**EXTRAIT CHOISI:**
########

Il était là, grand, imposant...

Clotilde Marin (1949 à Tournier)

 

Il est là, dans la cour, grand, imposant, la barbe blanche largement étalée sur la poitrine, le regard perçant. Les enfants de la Maternelle s'enfuient en criant : "le Père Noël, le Père Noël !" Mon parrain Shantidas vient nous visiter, ma mère et moi, au Foyer de charité de la Gavotte où les aléas conjugaux de mes parents nous ont échouées cette année-là.

Je m'appelle Clotilde, j'ai 5 ans, mes parents Roland Marin et Gazelle ont été compagnons de l'Arche de Lanza del Vasto dans la communauté de Tournier (Charente-maritime), dissoute depuis. Cette visite annonce notre retour au sein du nouveau groupe communautaire installé à la Chesnaie dans le Vaucluse.

Tout avait commencé six ans plus tôt. Ma mère offrit à mon père, pour son anniversaire, un exemplaire du Pèlerinage aux Sources. Emballement immédiat. Mon père est un militant dans l'âme. La non-violence lui apparut comme son idéal. Il supplia ma mère de le laisser tenter sa chance dans cette communauté nouvellement créée.

Tournier

Le couple arrive à Tournier, ma mère est enceinte et n'aspire qu'à une vie conventionnelle et confortable. C'est le choc : alors que mon père s'épanouit dans la réalisation d'un rêve, elle atterrit brutalement dans une réalité difficile. Règle communautaire, pas de confort, vie de couple frustrante... Tout cela donne : une naissance, confrontation à la forte personnalité de Chanterelle, problèmes de santé de ma mère dus à une vie trop dure, enfin dissolution de la communauté dont la crise d'adolescence aura raison du groupe.

########

Lignes du jeu de données

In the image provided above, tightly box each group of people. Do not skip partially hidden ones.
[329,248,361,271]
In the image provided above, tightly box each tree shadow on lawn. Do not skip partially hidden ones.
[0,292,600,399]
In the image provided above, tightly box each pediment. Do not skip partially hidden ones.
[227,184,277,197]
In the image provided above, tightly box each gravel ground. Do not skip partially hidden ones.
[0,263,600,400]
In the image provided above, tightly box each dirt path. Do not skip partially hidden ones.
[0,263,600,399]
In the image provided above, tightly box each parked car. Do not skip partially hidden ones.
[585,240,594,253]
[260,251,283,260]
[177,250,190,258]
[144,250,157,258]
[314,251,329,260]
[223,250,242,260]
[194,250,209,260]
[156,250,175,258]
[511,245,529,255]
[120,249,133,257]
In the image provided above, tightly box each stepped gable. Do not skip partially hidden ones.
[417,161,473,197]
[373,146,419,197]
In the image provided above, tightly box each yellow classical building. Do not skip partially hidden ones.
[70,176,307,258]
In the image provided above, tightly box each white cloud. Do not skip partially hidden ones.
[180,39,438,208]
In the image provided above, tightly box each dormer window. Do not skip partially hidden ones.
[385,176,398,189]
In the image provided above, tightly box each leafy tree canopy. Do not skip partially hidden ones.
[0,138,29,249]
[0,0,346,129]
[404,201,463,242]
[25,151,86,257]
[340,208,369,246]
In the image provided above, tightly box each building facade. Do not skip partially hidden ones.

########

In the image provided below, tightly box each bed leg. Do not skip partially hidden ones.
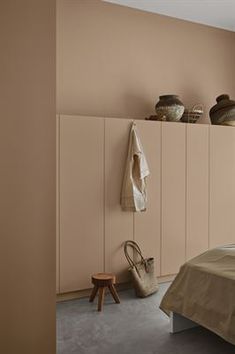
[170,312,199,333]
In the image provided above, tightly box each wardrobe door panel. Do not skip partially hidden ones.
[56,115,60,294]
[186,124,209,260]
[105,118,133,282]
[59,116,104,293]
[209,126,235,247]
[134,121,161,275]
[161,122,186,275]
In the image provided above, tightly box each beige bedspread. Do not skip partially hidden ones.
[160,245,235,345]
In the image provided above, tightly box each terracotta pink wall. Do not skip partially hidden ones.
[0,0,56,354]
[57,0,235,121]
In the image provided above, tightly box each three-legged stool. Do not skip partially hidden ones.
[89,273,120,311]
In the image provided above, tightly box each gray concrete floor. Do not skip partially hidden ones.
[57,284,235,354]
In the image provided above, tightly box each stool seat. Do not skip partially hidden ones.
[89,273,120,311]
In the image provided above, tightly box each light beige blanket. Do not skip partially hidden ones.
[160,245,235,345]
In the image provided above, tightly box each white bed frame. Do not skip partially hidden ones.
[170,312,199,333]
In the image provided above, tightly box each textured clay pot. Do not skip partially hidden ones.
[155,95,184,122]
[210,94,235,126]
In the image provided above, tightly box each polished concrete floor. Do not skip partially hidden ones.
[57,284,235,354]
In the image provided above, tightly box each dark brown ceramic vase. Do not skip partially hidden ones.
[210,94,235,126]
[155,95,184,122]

########

**EXERCICE A:** Réécrivez sous forme de liste le paragraphe de l'extrait qui commence par « Tout avait commencé six ans plus tôt », en gardant ses faits principaux.
**EXERCICE B:** Recopiez l'extrait de « Je m'appelle Clotilde, j'ai » à « dans le Vaucluse. » en remplaçant « compagnons » par « membres ».
Les entrées n'ont aucun rôle ici.

**RÉPONSE RÉDIGÉE A:**
- Six ans plus tôt, la mère offre au père, pour son anniversaire, un exemplaire du Pèlerinage aux Sources.
- Le père s'emballe aussitôt.
- Militant dans l'âme, il voit dans la non-violence son idéal.
- Il supplie la mère de le laisser tenter sa chance dans cette communauté nouvellement créée.

**RÉPONSE RÉDIGÉE B:**
Je m'appelle Clotilde, j'ai 5 ans, mes parents Roland Marin et Gazelle ont été membres de l'Arche de Lanza del Vasto dans la communauté de Tournier (Charente-maritime), dissoute depuis. Cette visite annonce notre retour au sein du nouveau groupe communautaire installé à la Chesnaie dans le Vaucluse.